Problem to work on
Add 71 to every bounding box coordinate in the answers across the stretch of data from its start through the line containing "xmin=76 ymin=93 xmax=132 ymax=174", and give every line of that stretch again, otherwise unchanged. Leave the pictures out.

Records shown
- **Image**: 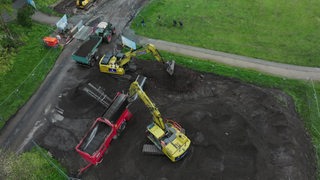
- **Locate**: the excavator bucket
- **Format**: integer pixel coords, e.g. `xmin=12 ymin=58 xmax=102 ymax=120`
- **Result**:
xmin=166 ymin=60 xmax=175 ymax=76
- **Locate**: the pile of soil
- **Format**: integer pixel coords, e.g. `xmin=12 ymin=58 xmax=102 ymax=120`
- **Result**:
xmin=36 ymin=60 xmax=316 ymax=180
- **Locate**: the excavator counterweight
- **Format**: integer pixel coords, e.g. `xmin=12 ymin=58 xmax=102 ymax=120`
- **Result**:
xmin=128 ymin=76 xmax=191 ymax=162
xmin=99 ymin=44 xmax=175 ymax=76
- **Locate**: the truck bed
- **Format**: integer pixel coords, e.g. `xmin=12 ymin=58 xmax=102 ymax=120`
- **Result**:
xmin=79 ymin=121 xmax=111 ymax=155
xmin=74 ymin=38 xmax=101 ymax=57
xmin=102 ymin=94 xmax=128 ymax=124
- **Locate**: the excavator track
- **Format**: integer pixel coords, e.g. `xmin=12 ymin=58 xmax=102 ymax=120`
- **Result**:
xmin=142 ymin=144 xmax=164 ymax=155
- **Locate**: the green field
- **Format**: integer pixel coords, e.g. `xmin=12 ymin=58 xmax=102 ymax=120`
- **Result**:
xmin=132 ymin=0 xmax=320 ymax=67
xmin=0 ymin=23 xmax=61 ymax=128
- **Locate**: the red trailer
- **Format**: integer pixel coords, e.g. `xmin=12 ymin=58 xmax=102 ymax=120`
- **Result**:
xmin=76 ymin=93 xmax=132 ymax=174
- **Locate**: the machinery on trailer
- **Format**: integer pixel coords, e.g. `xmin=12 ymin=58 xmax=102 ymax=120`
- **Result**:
xmin=72 ymin=36 xmax=102 ymax=66
xmin=95 ymin=22 xmax=116 ymax=43
xmin=75 ymin=93 xmax=132 ymax=174
xmin=99 ymin=44 xmax=175 ymax=75
xmin=76 ymin=0 xmax=96 ymax=10
xmin=129 ymin=78 xmax=191 ymax=162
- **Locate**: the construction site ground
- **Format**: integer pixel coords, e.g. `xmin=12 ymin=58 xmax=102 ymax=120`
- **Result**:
xmin=0 ymin=0 xmax=316 ymax=180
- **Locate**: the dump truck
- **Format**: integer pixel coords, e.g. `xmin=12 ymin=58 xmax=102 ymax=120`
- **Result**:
xmin=75 ymin=93 xmax=132 ymax=175
xmin=76 ymin=0 xmax=96 ymax=10
xmin=72 ymin=36 xmax=102 ymax=66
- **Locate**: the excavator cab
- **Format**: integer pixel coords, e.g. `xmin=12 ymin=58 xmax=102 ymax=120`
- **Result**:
xmin=99 ymin=44 xmax=175 ymax=76
xmin=128 ymin=76 xmax=191 ymax=162
xmin=42 ymin=37 xmax=59 ymax=48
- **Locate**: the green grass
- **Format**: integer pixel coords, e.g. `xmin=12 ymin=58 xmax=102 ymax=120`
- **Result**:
xmin=0 ymin=23 xmax=61 ymax=128
xmin=35 ymin=0 xmax=62 ymax=16
xmin=0 ymin=148 xmax=68 ymax=180
xmin=131 ymin=0 xmax=320 ymax=67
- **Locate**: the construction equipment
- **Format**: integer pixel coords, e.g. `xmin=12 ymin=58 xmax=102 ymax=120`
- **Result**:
xmin=128 ymin=77 xmax=191 ymax=162
xmin=76 ymin=93 xmax=132 ymax=175
xmin=72 ymin=36 xmax=102 ymax=66
xmin=99 ymin=44 xmax=175 ymax=75
xmin=95 ymin=22 xmax=116 ymax=43
xmin=76 ymin=0 xmax=96 ymax=10
xmin=42 ymin=37 xmax=59 ymax=48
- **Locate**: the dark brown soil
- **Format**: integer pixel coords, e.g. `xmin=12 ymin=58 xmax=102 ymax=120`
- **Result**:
xmin=37 ymin=60 xmax=315 ymax=179
xmin=31 ymin=0 xmax=316 ymax=180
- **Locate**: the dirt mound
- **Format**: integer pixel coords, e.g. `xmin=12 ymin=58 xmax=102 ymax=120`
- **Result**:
xmin=37 ymin=60 xmax=316 ymax=180
xmin=135 ymin=60 xmax=201 ymax=93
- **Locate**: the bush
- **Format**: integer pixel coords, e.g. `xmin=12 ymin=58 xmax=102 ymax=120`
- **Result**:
xmin=17 ymin=6 xmax=34 ymax=27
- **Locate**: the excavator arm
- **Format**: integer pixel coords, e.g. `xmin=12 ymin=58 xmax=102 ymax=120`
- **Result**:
xmin=129 ymin=81 xmax=165 ymax=130
xmin=119 ymin=44 xmax=175 ymax=75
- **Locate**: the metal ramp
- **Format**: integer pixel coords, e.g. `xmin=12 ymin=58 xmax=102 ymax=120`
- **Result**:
xmin=83 ymin=83 xmax=112 ymax=107
xmin=142 ymin=144 xmax=164 ymax=155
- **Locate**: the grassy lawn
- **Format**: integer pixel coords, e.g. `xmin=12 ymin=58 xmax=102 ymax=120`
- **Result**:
xmin=0 ymin=146 xmax=68 ymax=180
xmin=35 ymin=0 xmax=62 ymax=16
xmin=0 ymin=23 xmax=61 ymax=127
xmin=132 ymin=0 xmax=320 ymax=67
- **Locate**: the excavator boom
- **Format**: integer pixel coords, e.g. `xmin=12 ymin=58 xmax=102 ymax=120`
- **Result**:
xmin=99 ymin=44 xmax=175 ymax=76
xmin=128 ymin=76 xmax=191 ymax=162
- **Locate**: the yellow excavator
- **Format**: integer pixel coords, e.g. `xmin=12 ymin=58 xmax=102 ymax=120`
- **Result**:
xmin=76 ymin=0 xmax=96 ymax=9
xmin=99 ymin=44 xmax=175 ymax=75
xmin=128 ymin=76 xmax=191 ymax=162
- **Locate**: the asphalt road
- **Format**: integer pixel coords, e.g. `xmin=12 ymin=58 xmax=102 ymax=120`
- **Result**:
xmin=0 ymin=1 xmax=320 ymax=155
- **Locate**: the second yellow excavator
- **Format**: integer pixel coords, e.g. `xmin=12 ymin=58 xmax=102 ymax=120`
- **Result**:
xmin=128 ymin=76 xmax=191 ymax=162
xmin=99 ymin=44 xmax=175 ymax=75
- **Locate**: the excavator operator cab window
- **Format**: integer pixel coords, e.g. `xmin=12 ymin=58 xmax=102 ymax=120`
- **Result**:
xmin=101 ymin=53 xmax=113 ymax=65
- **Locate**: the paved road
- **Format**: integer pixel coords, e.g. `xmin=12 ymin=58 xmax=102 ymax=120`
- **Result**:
xmin=32 ymin=13 xmax=320 ymax=81
xmin=138 ymin=37 xmax=320 ymax=81
xmin=0 ymin=6 xmax=320 ymax=151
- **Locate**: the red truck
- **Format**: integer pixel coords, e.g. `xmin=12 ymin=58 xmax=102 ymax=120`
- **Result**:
xmin=76 ymin=93 xmax=132 ymax=175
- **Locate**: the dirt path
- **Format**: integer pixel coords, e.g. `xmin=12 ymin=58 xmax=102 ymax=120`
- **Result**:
xmin=32 ymin=8 xmax=320 ymax=81
xmin=0 ymin=0 xmax=316 ymax=180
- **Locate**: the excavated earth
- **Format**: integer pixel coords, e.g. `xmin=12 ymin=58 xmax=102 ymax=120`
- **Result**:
xmin=31 ymin=1 xmax=316 ymax=180
xmin=37 ymin=60 xmax=316 ymax=180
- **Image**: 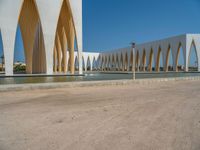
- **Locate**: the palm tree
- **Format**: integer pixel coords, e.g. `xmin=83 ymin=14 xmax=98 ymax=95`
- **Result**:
xmin=0 ymin=55 xmax=4 ymax=71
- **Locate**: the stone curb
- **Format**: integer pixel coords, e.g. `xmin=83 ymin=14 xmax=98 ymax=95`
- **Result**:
xmin=0 ymin=76 xmax=200 ymax=92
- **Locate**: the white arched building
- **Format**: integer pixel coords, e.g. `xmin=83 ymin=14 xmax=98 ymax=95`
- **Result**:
xmin=100 ymin=34 xmax=200 ymax=72
xmin=0 ymin=0 xmax=82 ymax=75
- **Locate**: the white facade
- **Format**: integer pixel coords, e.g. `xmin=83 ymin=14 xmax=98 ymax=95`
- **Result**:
xmin=100 ymin=34 xmax=200 ymax=71
xmin=0 ymin=0 xmax=83 ymax=75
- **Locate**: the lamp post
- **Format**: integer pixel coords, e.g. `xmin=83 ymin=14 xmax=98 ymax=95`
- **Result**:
xmin=131 ymin=42 xmax=135 ymax=80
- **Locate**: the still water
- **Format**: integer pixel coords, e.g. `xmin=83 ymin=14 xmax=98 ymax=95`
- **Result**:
xmin=0 ymin=72 xmax=200 ymax=85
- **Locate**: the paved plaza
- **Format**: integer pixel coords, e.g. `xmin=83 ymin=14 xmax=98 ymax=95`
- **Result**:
xmin=0 ymin=81 xmax=200 ymax=150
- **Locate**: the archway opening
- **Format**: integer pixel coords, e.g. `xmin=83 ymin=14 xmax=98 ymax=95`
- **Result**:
xmin=188 ymin=41 xmax=199 ymax=71
xmin=165 ymin=46 xmax=174 ymax=72
xmin=74 ymin=56 xmax=79 ymax=71
xmin=0 ymin=30 xmax=5 ymax=74
xmin=107 ymin=55 xmax=111 ymax=71
xmin=82 ymin=57 xmax=87 ymax=71
xmin=87 ymin=56 xmax=91 ymax=71
xmin=111 ymin=55 xmax=116 ymax=71
xmin=156 ymin=47 xmax=164 ymax=72
xmin=14 ymin=0 xmax=46 ymax=74
xmin=129 ymin=51 xmax=133 ymax=71
xmin=116 ymin=54 xmax=120 ymax=71
xmin=54 ymin=1 xmax=77 ymax=74
xmin=135 ymin=50 xmax=140 ymax=71
xmin=142 ymin=49 xmax=147 ymax=71
xmin=124 ymin=53 xmax=129 ymax=71
xmin=13 ymin=25 xmax=26 ymax=74
xmin=176 ymin=44 xmax=185 ymax=71
xmin=149 ymin=49 xmax=155 ymax=72
xmin=92 ymin=57 xmax=98 ymax=71
xmin=119 ymin=53 xmax=124 ymax=71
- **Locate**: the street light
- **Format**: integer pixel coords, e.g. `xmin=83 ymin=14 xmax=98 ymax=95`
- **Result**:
xmin=131 ymin=42 xmax=135 ymax=80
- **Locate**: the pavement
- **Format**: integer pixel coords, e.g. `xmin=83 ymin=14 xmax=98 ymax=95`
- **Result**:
xmin=0 ymin=80 xmax=200 ymax=150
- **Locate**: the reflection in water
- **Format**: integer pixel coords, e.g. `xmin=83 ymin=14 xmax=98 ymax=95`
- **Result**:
xmin=0 ymin=72 xmax=200 ymax=84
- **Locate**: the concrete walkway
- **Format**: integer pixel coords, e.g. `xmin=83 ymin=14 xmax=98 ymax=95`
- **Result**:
xmin=0 ymin=80 xmax=200 ymax=150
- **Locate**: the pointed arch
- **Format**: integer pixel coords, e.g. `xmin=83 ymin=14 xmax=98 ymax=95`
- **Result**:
xmin=15 ymin=0 xmax=46 ymax=74
xmin=120 ymin=53 xmax=124 ymax=71
xmin=149 ymin=48 xmax=153 ymax=72
xmin=0 ymin=29 xmax=5 ymax=74
xmin=135 ymin=50 xmax=140 ymax=71
xmin=130 ymin=51 xmax=133 ymax=71
xmin=87 ymin=56 xmax=91 ymax=71
xmin=188 ymin=40 xmax=199 ymax=71
xmin=82 ymin=56 xmax=87 ymax=71
xmin=124 ymin=52 xmax=128 ymax=71
xmin=156 ymin=46 xmax=163 ymax=72
xmin=54 ymin=0 xmax=77 ymax=74
xmin=92 ymin=57 xmax=98 ymax=71
xmin=176 ymin=43 xmax=185 ymax=72
xmin=116 ymin=54 xmax=120 ymax=71
xmin=165 ymin=45 xmax=173 ymax=72
xmin=142 ymin=49 xmax=146 ymax=71
xmin=111 ymin=54 xmax=116 ymax=70
xmin=74 ymin=56 xmax=79 ymax=71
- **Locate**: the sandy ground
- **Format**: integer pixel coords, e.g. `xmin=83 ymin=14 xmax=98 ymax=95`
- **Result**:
xmin=0 ymin=81 xmax=200 ymax=150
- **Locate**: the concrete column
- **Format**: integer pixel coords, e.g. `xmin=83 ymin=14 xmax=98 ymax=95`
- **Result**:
xmin=53 ymin=46 xmax=57 ymax=72
xmin=62 ymin=28 xmax=67 ymax=73
xmin=56 ymin=34 xmax=62 ymax=73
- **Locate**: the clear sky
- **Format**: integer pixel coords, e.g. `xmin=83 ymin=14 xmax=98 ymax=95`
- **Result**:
xmin=0 ymin=0 xmax=200 ymax=60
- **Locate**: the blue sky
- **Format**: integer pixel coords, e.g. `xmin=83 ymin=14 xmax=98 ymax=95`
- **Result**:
xmin=0 ymin=0 xmax=200 ymax=63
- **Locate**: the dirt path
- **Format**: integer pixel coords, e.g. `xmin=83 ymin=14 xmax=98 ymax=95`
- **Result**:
xmin=0 ymin=81 xmax=200 ymax=150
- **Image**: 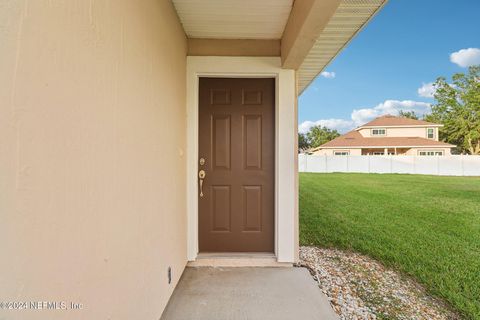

Output for this exercise
- **Image**: 
- **Locate**: the excavator bucket
- **Format**: integer pixel coords, e.g. `xmin=12 ymin=58 xmax=102 ymax=120`
- **Result**:
xmin=237 ymin=131 xmax=246 ymax=147
- **Locate**: the pile of soil
- **Format**: integer pixel coords, e.g. `xmin=12 ymin=58 xmax=102 ymax=120`
- **Result**:
xmin=107 ymin=131 xmax=387 ymax=251
- **Locate**: the excavator counterweight
- **Format**: integer pixel coords, e.g. `xmin=12 ymin=58 xmax=102 ymax=120`
- **Result**:
xmin=199 ymin=147 xmax=262 ymax=233
xmin=170 ymin=115 xmax=246 ymax=147
- **Locate**: the truck bed
- **Format**: integer pixel coords, e.g. `xmin=12 ymin=58 xmax=102 ymax=120`
- **Result**:
xmin=150 ymin=192 xmax=182 ymax=226
xmin=145 ymin=109 xmax=172 ymax=128
xmin=173 ymin=165 xmax=199 ymax=195
- **Locate**: the excavator track
- **Format**: integer pixel coords, e.g. `xmin=12 ymin=58 xmax=102 ymax=120`
- **Result**:
xmin=213 ymin=215 xmax=235 ymax=226
- **Locate**: the green field
- **Format**: integer pixel coords, e.g. `xmin=12 ymin=58 xmax=102 ymax=120`
- **Result**:
xmin=203 ymin=71 xmax=391 ymax=138
xmin=71 ymin=94 xmax=132 ymax=199
- **Locate**: the red trailer
- **Format**: integer pixel coords, e.g. `xmin=12 ymin=58 xmax=102 ymax=120`
- **Result**:
xmin=147 ymin=164 xmax=203 ymax=245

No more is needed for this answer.